WHAT THE TASK REQUIRES:
Repeat the entries that appear below, exactly and in full.

MATERIAL SUPPLIED:

=== Section Start ===

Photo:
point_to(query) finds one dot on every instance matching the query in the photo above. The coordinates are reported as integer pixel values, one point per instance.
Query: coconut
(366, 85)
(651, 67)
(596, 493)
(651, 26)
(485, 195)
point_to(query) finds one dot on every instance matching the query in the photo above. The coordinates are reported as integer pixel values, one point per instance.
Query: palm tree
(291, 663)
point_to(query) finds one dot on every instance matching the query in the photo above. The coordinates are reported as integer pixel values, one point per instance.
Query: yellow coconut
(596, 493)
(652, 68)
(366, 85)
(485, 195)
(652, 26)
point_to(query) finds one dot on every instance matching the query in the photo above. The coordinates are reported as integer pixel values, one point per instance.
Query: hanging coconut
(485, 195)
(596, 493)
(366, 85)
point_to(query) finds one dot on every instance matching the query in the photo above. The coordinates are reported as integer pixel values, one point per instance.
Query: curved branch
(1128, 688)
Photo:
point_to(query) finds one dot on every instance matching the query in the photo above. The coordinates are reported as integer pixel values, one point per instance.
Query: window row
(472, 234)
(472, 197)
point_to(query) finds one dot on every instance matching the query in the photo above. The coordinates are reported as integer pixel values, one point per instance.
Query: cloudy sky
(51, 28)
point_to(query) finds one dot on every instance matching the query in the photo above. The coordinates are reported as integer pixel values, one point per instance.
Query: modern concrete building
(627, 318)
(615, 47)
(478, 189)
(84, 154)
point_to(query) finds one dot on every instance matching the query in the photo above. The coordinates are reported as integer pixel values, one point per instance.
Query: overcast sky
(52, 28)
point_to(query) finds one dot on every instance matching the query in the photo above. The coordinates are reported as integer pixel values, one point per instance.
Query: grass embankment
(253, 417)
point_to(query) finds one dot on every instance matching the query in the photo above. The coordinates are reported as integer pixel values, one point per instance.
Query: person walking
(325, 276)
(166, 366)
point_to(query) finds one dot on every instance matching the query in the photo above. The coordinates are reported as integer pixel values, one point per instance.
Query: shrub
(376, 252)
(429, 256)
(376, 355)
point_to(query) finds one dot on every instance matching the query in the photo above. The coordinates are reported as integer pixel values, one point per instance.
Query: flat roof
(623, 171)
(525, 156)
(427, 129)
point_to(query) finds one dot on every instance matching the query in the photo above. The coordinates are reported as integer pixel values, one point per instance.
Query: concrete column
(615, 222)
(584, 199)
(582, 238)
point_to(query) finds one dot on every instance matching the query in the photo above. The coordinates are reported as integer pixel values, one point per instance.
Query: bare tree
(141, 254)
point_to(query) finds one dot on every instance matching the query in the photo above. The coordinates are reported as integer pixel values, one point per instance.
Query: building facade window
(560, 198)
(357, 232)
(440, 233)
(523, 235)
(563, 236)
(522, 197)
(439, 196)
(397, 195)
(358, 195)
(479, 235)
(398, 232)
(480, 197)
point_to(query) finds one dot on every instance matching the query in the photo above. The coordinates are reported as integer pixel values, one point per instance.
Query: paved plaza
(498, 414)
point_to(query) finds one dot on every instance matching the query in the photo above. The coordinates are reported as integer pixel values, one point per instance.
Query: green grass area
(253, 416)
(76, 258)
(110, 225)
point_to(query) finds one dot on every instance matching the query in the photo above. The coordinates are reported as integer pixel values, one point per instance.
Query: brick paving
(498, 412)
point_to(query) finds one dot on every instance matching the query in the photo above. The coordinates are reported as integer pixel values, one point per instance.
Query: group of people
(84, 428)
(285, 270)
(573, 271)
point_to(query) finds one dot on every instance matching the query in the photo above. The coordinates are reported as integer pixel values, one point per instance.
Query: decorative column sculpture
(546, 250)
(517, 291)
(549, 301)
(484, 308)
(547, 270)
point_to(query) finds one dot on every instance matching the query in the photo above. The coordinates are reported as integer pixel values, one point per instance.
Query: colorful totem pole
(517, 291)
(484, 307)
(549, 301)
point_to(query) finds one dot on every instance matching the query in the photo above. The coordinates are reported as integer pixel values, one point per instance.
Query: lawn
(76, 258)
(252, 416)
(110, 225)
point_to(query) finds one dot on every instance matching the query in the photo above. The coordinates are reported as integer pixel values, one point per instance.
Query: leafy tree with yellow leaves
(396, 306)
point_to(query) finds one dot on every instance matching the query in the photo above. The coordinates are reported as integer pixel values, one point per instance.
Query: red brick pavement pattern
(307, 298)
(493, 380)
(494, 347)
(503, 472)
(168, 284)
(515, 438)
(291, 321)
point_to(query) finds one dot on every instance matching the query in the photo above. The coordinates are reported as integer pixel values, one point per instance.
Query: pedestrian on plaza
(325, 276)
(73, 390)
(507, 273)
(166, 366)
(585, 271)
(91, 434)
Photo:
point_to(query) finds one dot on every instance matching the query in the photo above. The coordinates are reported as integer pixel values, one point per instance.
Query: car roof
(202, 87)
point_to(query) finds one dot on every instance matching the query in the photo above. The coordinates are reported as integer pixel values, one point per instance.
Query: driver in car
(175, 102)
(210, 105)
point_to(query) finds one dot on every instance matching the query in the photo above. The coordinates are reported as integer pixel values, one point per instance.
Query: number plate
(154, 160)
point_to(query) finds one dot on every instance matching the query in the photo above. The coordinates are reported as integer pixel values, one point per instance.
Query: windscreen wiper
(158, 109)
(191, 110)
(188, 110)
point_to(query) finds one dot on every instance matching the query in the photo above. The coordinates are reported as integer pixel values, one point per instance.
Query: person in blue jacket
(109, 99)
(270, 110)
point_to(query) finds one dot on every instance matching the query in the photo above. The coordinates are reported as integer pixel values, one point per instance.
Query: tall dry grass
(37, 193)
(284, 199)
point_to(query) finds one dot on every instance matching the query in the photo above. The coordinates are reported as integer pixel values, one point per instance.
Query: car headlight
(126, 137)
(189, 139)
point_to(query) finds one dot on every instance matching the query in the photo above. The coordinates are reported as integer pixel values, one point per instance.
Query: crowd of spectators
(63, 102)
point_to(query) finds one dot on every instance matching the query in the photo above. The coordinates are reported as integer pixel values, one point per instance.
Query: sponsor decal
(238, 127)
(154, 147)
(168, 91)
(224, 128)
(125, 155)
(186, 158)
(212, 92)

=== Section End ===

SOLVED EXERCISE:
Photo:
point_to(query) finds one dot on every instance matching the query in the photo above. The coordinates are reported as integer pixel values, one point per instance.
Query: coconut
(366, 85)
(651, 67)
(596, 493)
(651, 26)
(485, 195)
point_to(query) finds one dot on every instance matching the query in the photo above. The coordinates are reported as integer pixel values, one point per instance.
Query: palm tree
(291, 663)
point_to(query) finds one dot on every instance matching the query in the photo above. The coordinates are reported as integer pixel values, one point per instance.
Query: yellow coconut
(596, 493)
(652, 68)
(366, 85)
(485, 195)
(652, 26)
point_to(query) finds one dot on every instance matching the query in the photo above. The coordinates are reported as integer pixel values, one point per instance.
Query: hanging coconut
(485, 195)
(596, 493)
(366, 85)
point_to(query) finds one dot on every instance matching the query in the photo above. The coordinates are reported as integer pixel values, one point per instance.
Query: curved branch
(1128, 688)
Photo:
point_to(query) finds one dot on every instance matching the query in the photo above. The coordinates are reported as integer pixel values, one point per instance.
Query: window row
(472, 234)
(472, 197)
point_to(query) finds one dot on every instance matching the query in the photo above. The coordinates are reported as integer pixel values, one point per instance.
Query: cloudy sky
(51, 28)
point_to(query) finds one dot on every instance matching the query in the photo above. The coordinates are reported as integer pixel values, one point per instance.
Query: modern concrete building
(627, 318)
(615, 47)
(478, 189)
(84, 154)
point_to(query) finds one dot on every instance matching the query in the photo above. The coordinates are reported as integer pixel values, one point per instance.
Query: overcast sky
(52, 28)
point_to(query) finds one dot on every instance matching the query in the photo above. The coordinates are reported as integer pixel values, one point per instance.
Query: grass embankment
(253, 417)
point_to(query) finds one dot on every instance matching the query in the photo above. The coordinates are reported as integer pixel values, one point per instance.
Query: person walking
(325, 276)
(166, 366)
point_to(query) finds one dot on every instance matching the query in the photo above. The coordinates are reported as integer pixel values, one point per instance.
Query: shrub
(376, 252)
(429, 256)
(376, 355)
point_to(query) finds one dot on every instance matching the query in the photo above. The coordinates are reported as integer pixel values, one point per instance.
Query: flat roof
(623, 171)
(525, 156)
(427, 129)
point_to(query) finds one dot on every instance matching the query in the photo above. The coordinates are reported as integer pixel values, one point per instance.
Query: concrete column
(615, 222)
(584, 199)
(582, 238)
point_to(query) finds one dot on every instance matching the query in the photo above. The coordinates are reported as integer pixel values, one point per instance.
Query: bare tree
(141, 254)
point_to(query) finds one dot on every instance matching the query in the photo above. The coordinates are reported as integer pixel values, one point per instance.
Query: building facade window
(560, 198)
(357, 232)
(440, 233)
(523, 235)
(563, 236)
(522, 197)
(439, 196)
(397, 195)
(358, 195)
(479, 235)
(398, 232)
(480, 197)
point_to(query) finds one dot on every instance matching the query in the photo above. The coordinates are reported as integer pixel values, one point per instance.
Query: paved plaza
(498, 414)
point_to(query) finds one dot on every instance matching the query in the photo above. The coordinates are reported as integer pixel values, one point per instance.
Query: green grass area
(253, 416)
(76, 258)
(110, 225)
point_to(query) finds one dot on every instance matching the query in the photo above. The coordinates are reported as integer pixel values, one point per instance.
Query: brick paving
(498, 412)
point_to(query) finds one dot on every instance matching the query in the photo above. The coordinates are reported as integer pixel values, one point per instance.
Query: group of people
(84, 428)
(285, 270)
(573, 271)
point_to(query) finds one dot on every instance matching the query in the photo above. The coordinates are reported as integer pixel values, one point per instance.
Query: decorative column sculpture
(546, 250)
(517, 291)
(549, 301)
(484, 308)
(547, 270)
point_to(query) finds one dot on every instance matching the query in the photo above. The coordinates are reported as integer pixel values, one point per instance.
Query: colorful totem pole
(517, 291)
(484, 307)
(549, 301)
point_to(query) finds one dot on every instance matching the query in the photo above. The coordinates are reported as integer pixel values, one point per instance.
Query: lawn
(76, 258)
(252, 416)
(110, 225)
point_to(query) finds one dot on every instance matching the query in the photo above. The coordinates are reported as integer pixel values, one point per instance.
Query: leafy tree with yellow leaves
(396, 306)
point_to(query) finds one dot on every instance matching the query in the photo above. The coordinates are reported as integer pixel values, one point per instance.
Query: red brick pavement pattern
(307, 298)
(493, 380)
(494, 347)
(503, 472)
(168, 284)
(515, 438)
(291, 321)
point_to(query) finds one dot on every instance matching the query in the photo above. The coordinates are reported as integer pixel values, one point per instance.
Query: pedestrian on plaza
(325, 276)
(73, 390)
(507, 273)
(166, 366)
(585, 271)
(91, 434)
Photo:
point_to(query) finds one dot on every instance matching the query in the photo above. The coordinates are reported as integer pixel values, one point per instance.
Query: car roof
(202, 87)
point_to(query) finds one dot on every instance matching the query in the photo above. The coordinates are reported as integer pixel values, one point per instance.
Query: driver in car
(175, 102)
(210, 105)
point_to(query) finds one dot on every instance matching the query in the photo above. The coordinates are reported as integer pixel values, one point per instance.
Query: number plate
(154, 160)
point_to(query) finds one dot on every instance matching the query in the photo above. The coordinates are reported as integer pixel values, one point per instance.
Query: windscreen wiper
(158, 109)
(191, 110)
(188, 110)
point_to(query) finds one dot on every instance matching the query in the photo above. The coordinates are reported as integer pixel values, one point per instance.
Query: person in blue jacket
(109, 99)
(270, 110)
point_to(query) finds one dot on every instance matching the query in the photo above. The coordinates are reported as integer pixel values, one point per instance.
Query: tall dry grass
(37, 193)
(284, 199)
point_to(query) finds one dot on every instance matching the query in the photo above. The coordinates are reported as integer pixel values, one point per instance.
Query: car headlight
(126, 137)
(189, 139)
point_to(query) finds one dot on every instance matching the query in the photo above. The coordinates are reported as integer pixel values, one point per instance.
Query: crowd of spectators
(63, 102)
point_to(query) finds one dot on every instance matching the query in the photo above. The coordinates are reported as integer pixel values, one point per instance.
Query: sponsor decal
(238, 127)
(154, 147)
(168, 91)
(224, 128)
(125, 155)
(186, 158)
(212, 92)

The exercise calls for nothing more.